*WORK TO BE COMPLETED:* Transcribe the records below exactly, leaving out any pictures.

*THE INPUT:*
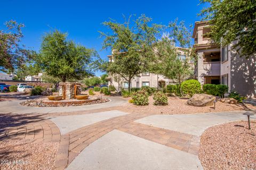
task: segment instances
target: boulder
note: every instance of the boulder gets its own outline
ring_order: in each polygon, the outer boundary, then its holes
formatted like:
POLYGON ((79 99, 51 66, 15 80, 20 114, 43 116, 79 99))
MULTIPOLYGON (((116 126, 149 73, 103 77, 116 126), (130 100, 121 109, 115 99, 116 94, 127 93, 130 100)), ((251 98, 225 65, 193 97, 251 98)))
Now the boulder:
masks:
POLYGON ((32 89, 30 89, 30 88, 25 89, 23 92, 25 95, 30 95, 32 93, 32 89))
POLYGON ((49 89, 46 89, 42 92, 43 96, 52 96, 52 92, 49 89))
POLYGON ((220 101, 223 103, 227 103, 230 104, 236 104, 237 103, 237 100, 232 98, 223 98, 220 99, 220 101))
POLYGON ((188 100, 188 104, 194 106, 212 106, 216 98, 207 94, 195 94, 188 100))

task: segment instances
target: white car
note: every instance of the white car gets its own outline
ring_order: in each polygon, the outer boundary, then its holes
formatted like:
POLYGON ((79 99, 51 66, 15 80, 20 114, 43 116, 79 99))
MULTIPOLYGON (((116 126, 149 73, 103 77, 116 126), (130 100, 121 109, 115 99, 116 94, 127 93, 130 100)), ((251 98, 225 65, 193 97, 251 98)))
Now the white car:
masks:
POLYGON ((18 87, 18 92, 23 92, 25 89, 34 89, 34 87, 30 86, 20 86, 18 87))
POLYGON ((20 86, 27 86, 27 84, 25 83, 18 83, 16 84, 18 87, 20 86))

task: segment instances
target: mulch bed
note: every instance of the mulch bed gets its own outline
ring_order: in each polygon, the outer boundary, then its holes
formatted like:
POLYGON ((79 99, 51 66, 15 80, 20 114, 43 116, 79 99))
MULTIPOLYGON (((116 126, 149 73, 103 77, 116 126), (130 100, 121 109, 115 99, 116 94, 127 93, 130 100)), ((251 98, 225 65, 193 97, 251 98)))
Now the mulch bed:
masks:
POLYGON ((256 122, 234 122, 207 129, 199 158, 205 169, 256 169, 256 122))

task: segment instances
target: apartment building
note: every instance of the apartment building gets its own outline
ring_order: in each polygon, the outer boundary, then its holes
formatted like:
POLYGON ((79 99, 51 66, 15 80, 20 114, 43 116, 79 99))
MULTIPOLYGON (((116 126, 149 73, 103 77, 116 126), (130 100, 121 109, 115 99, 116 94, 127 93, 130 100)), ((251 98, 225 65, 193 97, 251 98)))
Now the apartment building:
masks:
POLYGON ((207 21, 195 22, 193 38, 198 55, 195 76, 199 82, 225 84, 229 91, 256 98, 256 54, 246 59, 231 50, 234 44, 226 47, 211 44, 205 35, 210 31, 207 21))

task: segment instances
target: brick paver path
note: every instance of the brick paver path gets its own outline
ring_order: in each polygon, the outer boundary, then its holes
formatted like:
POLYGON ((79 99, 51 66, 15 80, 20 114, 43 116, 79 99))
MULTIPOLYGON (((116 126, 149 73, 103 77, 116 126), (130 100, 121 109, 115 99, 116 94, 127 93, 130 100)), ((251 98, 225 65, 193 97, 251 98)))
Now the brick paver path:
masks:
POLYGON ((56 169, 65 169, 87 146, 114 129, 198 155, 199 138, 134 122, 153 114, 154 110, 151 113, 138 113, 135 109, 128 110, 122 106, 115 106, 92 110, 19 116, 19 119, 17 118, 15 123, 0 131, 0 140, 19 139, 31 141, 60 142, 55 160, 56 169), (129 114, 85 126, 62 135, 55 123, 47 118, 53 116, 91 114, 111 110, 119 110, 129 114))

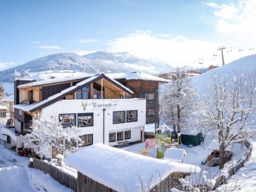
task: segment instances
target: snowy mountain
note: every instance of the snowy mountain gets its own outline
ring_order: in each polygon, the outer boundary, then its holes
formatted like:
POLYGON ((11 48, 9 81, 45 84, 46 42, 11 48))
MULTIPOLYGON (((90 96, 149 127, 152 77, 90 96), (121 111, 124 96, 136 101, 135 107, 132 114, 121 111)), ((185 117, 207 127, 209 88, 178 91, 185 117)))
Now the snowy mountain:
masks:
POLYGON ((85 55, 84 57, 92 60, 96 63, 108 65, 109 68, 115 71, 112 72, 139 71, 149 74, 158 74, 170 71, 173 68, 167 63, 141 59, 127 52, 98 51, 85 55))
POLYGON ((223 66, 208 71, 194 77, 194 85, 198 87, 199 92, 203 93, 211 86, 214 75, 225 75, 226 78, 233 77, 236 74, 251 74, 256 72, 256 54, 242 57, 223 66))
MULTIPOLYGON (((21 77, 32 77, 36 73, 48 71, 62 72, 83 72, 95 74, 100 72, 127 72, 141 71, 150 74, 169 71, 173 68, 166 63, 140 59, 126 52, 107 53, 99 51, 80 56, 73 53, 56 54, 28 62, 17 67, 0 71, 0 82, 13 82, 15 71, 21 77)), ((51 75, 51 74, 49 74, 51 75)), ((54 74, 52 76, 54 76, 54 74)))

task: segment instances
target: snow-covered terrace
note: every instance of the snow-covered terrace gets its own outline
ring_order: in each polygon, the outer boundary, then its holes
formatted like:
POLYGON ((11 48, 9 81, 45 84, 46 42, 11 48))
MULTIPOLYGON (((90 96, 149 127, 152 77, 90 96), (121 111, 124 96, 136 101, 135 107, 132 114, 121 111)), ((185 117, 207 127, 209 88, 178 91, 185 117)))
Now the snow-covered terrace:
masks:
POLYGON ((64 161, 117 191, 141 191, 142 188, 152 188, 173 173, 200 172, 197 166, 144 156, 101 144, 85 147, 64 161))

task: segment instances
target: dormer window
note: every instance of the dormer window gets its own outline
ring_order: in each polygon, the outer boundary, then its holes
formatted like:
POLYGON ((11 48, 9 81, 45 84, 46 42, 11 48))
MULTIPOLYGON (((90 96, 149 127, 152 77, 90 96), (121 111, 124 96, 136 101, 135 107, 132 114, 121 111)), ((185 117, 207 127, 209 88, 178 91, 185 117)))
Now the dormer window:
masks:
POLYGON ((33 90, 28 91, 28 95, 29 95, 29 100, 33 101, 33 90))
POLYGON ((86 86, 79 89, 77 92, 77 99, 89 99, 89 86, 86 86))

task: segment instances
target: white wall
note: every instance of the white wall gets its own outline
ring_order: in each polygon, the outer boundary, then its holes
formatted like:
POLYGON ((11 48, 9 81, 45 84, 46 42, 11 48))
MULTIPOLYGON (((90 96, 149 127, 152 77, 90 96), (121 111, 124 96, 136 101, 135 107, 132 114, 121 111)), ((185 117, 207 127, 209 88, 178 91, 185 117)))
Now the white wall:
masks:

*FULL RESPONSE:*
task: segment instances
target: boulder
note: every instance of the boulder gets its own outline
ring_order: in each polygon, the outer boundary, then its holes
formatted like:
POLYGON ((79 99, 51 66, 15 80, 20 114, 43 116, 79 99))
MULTIPOLYGON (((116 126, 149 73, 103 77, 116 126), (130 100, 121 109, 115 99, 116 94, 127 93, 130 100)), ((251 98, 225 65, 193 97, 251 98)))
Now the boulder:
masks:
POLYGON ((32 89, 30 89, 30 88, 25 89, 23 92, 25 95, 30 95, 32 93, 32 89))
POLYGON ((49 89, 46 89, 42 92, 43 96, 52 96, 52 92, 49 89))
POLYGON ((220 101, 223 103, 227 103, 230 104, 236 104, 237 103, 237 100, 232 98, 223 98, 220 99, 220 101))
POLYGON ((188 100, 188 104, 194 106, 212 106, 216 98, 207 94, 195 94, 188 100))

task: segment instances
target: white car
note: every instance of the white car gets its own outline
ring_order: in each polygon, the outer boundary, then its holes
formatted like:
POLYGON ((79 99, 51 66, 15 80, 20 114, 43 116, 79 99))
MULTIPOLYGON (((116 126, 149 73, 103 77, 116 126), (130 100, 121 109, 115 99, 116 94, 127 93, 130 100)), ((251 98, 225 65, 193 97, 251 98)))
Now the white car:
masks:
POLYGON ((18 87, 18 92, 23 92, 25 89, 34 89, 34 87, 30 86, 20 86, 18 87))
POLYGON ((20 86, 27 86, 27 84, 25 83, 18 83, 16 84, 18 87, 20 86))

task: segment instances
target: mulch bed
note: every instance of the mulch bed gets its own outline
ring_order: in each polygon, the outer boundary, then its holes
formatted like:
POLYGON ((79 99, 51 66, 15 80, 20 114, 43 116, 79 99))
MULTIPOLYGON (((116 126, 149 73, 103 77, 116 126), (130 100, 121 109, 115 99, 116 94, 127 93, 130 100)), ((251 98, 225 65, 193 97, 251 98)))
Now the mulch bed:
masks:
POLYGON ((256 122, 234 122, 207 129, 199 158, 205 169, 256 169, 256 122))

task: segment instances
target: apartment building
note: every instance of the apartment building gets its own outline
ring_order: in each polygon, the outer boundary, then its holes
formatted like:
POLYGON ((79 99, 51 66, 15 80, 20 114, 43 116, 79 99))
MULTIPOLYGON (((116 126, 149 73, 103 77, 116 126), (130 100, 121 109, 115 99, 116 94, 127 93, 130 100)), ((251 98, 225 65, 193 97, 251 98)))
Now the apartment building:
masks:
POLYGON ((207 21, 195 22, 193 38, 198 55, 195 76, 199 82, 225 84, 229 91, 256 98, 256 54, 246 59, 231 50, 234 44, 226 47, 211 44, 205 35, 210 31, 207 21))

task: segment instances
target: brick paver path
note: every instance of the brick paver path gets its own outline
ring_order: in each polygon, the outer boundary, then its holes
formatted like:
POLYGON ((79 99, 51 66, 15 80, 20 114, 43 116, 79 99))
MULTIPOLYGON (((116 126, 149 73, 103 77, 116 126), (130 100, 121 109, 115 99, 116 94, 127 93, 130 100)), ((251 98, 225 65, 193 97, 251 98)))
Now the brick paver path:
masks:
POLYGON ((56 169, 65 169, 87 146, 114 129, 198 155, 199 138, 134 122, 153 114, 154 110, 151 113, 138 113, 135 109, 128 110, 122 106, 115 106, 92 110, 19 116, 19 119, 17 118, 15 123, 0 131, 0 140, 19 139, 31 141, 60 142, 55 160, 56 169), (129 114, 85 126, 62 135, 55 123, 47 118, 53 116, 91 114, 111 110, 119 110, 129 114))

task: segment instances
target: snowy mountain
note: every instance of the snowy mountain gets its own outline
ring_order: in each polygon, the outer boundary, then its holes
formatted like:
POLYGON ((11 48, 9 81, 45 84, 46 42, 11 48))
MULTIPOLYGON (((90 96, 149 127, 152 77, 90 96), (121 111, 124 96, 136 101, 135 107, 132 114, 121 111)), ((185 117, 207 127, 209 88, 178 91, 185 117)))
Now the snowy mountain:
masks:
POLYGON ((85 55, 84 57, 92 60, 96 63, 108 65, 109 68, 115 71, 112 72, 139 71, 149 74, 158 74, 170 71, 173 68, 167 63, 141 59, 127 52, 98 51, 85 55))
POLYGON ((223 66, 208 71, 194 77, 194 85, 198 87, 199 92, 203 93, 211 86, 214 75, 225 75, 226 78, 233 77, 236 74, 251 74, 256 72, 256 54, 242 57, 223 66))
MULTIPOLYGON (((21 77, 32 77, 36 73, 48 71, 62 72, 83 72, 95 74, 100 72, 127 72, 141 71, 150 74, 169 71, 173 68, 166 63, 140 59, 126 52, 107 53, 99 51, 80 56, 73 53, 56 54, 28 62, 17 67, 0 71, 0 82, 13 82, 15 71, 21 77)), ((51 75, 51 74, 49 74, 51 75)), ((54 74, 52 76, 54 76, 54 74)))

task: segment instances
target: snow-covered terrace
note: every instance of the snow-covered terrace gets its own outline
ring_order: in each polygon, the outer boundary, then its holes
formatted like:
POLYGON ((11 48, 9 81, 45 84, 46 42, 11 48))
MULTIPOLYGON (((90 96, 149 127, 152 77, 90 96), (121 111, 124 96, 136 101, 135 107, 132 114, 121 111)), ((185 117, 207 127, 209 88, 178 91, 185 117)))
Now the snow-covered terrace:
masks:
POLYGON ((64 161, 117 191, 141 191, 142 188, 152 188, 173 173, 200 172, 197 166, 144 156, 101 144, 85 147, 64 161))

task: segment instances
target: dormer window
note: every instance of the dormer window gets its own outline
ring_order: in each polygon, the outer boundary, then its holes
formatted like:
POLYGON ((11 48, 9 81, 45 84, 46 42, 11 48))
MULTIPOLYGON (((90 96, 149 127, 152 77, 90 96), (121 111, 124 96, 136 101, 135 107, 132 114, 121 111)), ((185 117, 207 127, 209 88, 178 91, 185 117)))
Now the dormer window:
masks:
POLYGON ((33 90, 28 91, 28 95, 29 95, 29 100, 33 101, 33 90))
POLYGON ((86 86, 79 89, 77 92, 77 99, 89 99, 89 86, 86 86))

task: segment instances
target: white wall
note: every instance of the white wall gets its own outline
ring_order: in each polygon, the outer boundary, then its holes
formatted like:
POLYGON ((11 48, 9 81, 45 84, 46 42, 11 48))
MULTIPOLYGON (((90 96, 149 127, 152 77, 90 96), (121 111, 124 96, 136 101, 135 107, 132 114, 121 111)), ((185 117, 207 127, 209 88, 178 91, 185 117)))
Now the white wall:
masks:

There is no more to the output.